The mangrove rivulus is a U.S. National Marine Fisheries Service Species of Concern. Species of Concern are those species about which the U.S. Government’s National Oceanic and Atmospheric Administration, National Marine Fisheries Service, has some concerns regarding status and threats, but for which insufficient information is available to indicate a need to list the species under the U.S. Endangered Species Act (ESA).

Mangrove rivulus found out of the water and jumping on the mud on long caye lighthouse reef belize
Ecology

Scientists have recently discovered that the mangrove rivulus can spend up to 66 consecutive days out of water, which it typically spends inside fallen logs, breathing air through its skin. It enters burrows created by insects inside trees where it relaxes its territorial, aggressive behavior. During this time, it alters its gills so it can retain water and nutrients, while nitrogen waste is excreted through the skin. The change is reversed once it re-enters the water.

■ SOURCE INFORMATION ■
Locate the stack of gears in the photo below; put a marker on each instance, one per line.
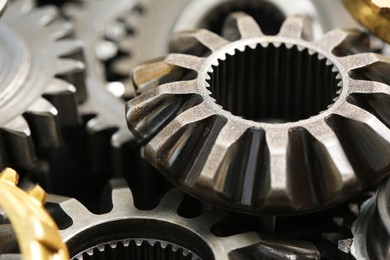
(195, 129)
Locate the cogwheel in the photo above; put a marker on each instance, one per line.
(108, 121)
(371, 231)
(141, 26)
(265, 124)
(126, 232)
(36, 231)
(39, 74)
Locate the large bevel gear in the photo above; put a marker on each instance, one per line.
(39, 74)
(371, 231)
(126, 232)
(160, 19)
(107, 110)
(266, 124)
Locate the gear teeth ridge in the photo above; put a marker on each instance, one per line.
(220, 151)
(45, 103)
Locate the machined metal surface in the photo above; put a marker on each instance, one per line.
(37, 233)
(265, 124)
(371, 231)
(40, 72)
(127, 232)
(372, 14)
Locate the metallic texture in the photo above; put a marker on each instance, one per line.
(221, 125)
(106, 109)
(126, 232)
(371, 231)
(39, 74)
(372, 14)
(160, 19)
(37, 233)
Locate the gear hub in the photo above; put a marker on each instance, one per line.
(266, 124)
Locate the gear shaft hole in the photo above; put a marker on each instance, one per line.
(274, 84)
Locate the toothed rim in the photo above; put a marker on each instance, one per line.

■ ASSIGNMENT ■
Return the text of the mangrove rivulus passage between "Scientists have recently" and "re-enters the water.", inclusive, word for word. The records are separate from the passage on the mangrove rivulus.

■ WRITTEN SOLUTION ■
Scientists have recently discovered that the mangrove rivulus can spend up to 66 consecutive days out of water, which it typically spends inside fallen logs, breathing air through its skin. It enters burrows created by insects inside trees where it relaxes its territorial, aggressive behavior. During this time, it alters its gills so it can retain water and nutrients, while nitrogen waste is excreted through the skin. The change is reversed once it re-enters the water.